DIRECTION 1 :: According to the Technomancer review, why does the reviewer think the game's combat tries to do too much?
DIRECTION 2 :: Condense the paragraph in the Technomancer review that begins "You step into the shoes of Zachariah" into two or three sentences, keeping its main facts.
DIRECTION 3 :: List every combat style the Technomancer review describes, along with the type of player each one suits.

PAGE EXCERPT ::

========

Thursday, July 28, 2016

MadCap's Game Reviews - "The Technomancer"

The last time I was on Mars in a video game, it was five years ago and had a giant hammer that destroyed things.

...what?

...

...Oh. Right. Forgot about Doom. Uh...anyway, now I have Sith lightning. On Mars.

Isn't life absolutely grand?

Also, because this is set on Mars, we can do the "Mars in Fiction" Drinking Game.  As I give an overview of the plot, take a shot every time you can point out a cliche.

You step into the shoes of Zachariah, a young man of questionable skin tone and hair cut, who is destined to become a Technomancer.  Technomancers, which are totally not Jedi, are apparently a psuedo-peacekeeping brotherhood (again, totally not Jedi) on Mars. Mars itself was settled by various corporations that all battle one another for control using tactics that would give Vampire: The Masquerade players the squeest of squeefits, and they battle over a single substance - water.

...okay, you guys seem good and schnockered, so let's get into the gameplay. You have three distinct styles of combat: melee and shield for your bruiser, melee and gun for the sneaky type, and staff for those who want to take the whole space wizard thing far, far too literally. Combat is actually pretty involving and even to a degree enjoyable. The problem I have with it is that it's honestly trying to do too much. It's good to branch out and try different things, but it feels a little bizarre to have so many options when you're only really going to choose one style and then have that carry you through the rest of the game.

And then you have your Technomancer powers. You have the electrical powers. Enjoy them. They are fun...at least until you run into enemies who have electrical resistance. Nice job, morons.

Also, while the combat can be fun, and does take more than a few pages from the Batman: Arkham Asylum school of combat, it unfortunately forgot to read up on the nice part about how to dodge with any fluidity. Zachariah, with the press of a button, will go spinning through the air like a prima ballerina, dodging whichever way you point him.  Which, again, goes to show that even being a magical space wizard means you still are worse at combat than Batman.

========

GIVEN INFORMATION ::
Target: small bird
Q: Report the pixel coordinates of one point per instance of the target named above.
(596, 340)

========

EXERCISE SOLUTION 1 :: The reviewer finds it strange to offer so many combat options when a player will really pick only one style and rely on it for the rest of the game.

EXERCISE SOLUTION 2 :: The player controls Zachariah, a young man destined to become a Technomancer, a pseudo-peacekeeping brotherhood on Mars that the reviewer mockingly compares to the Jedi. Mars was settled by corporations that fight each other for control through cutthroat tactics over a single substance: water.

EXERCISE SOLUTION 3 ::
- Melee and shield, for the bruiser
- Melee and gun, for the sneaky type
- Staff, for those who want to take the space wizard idea far too literally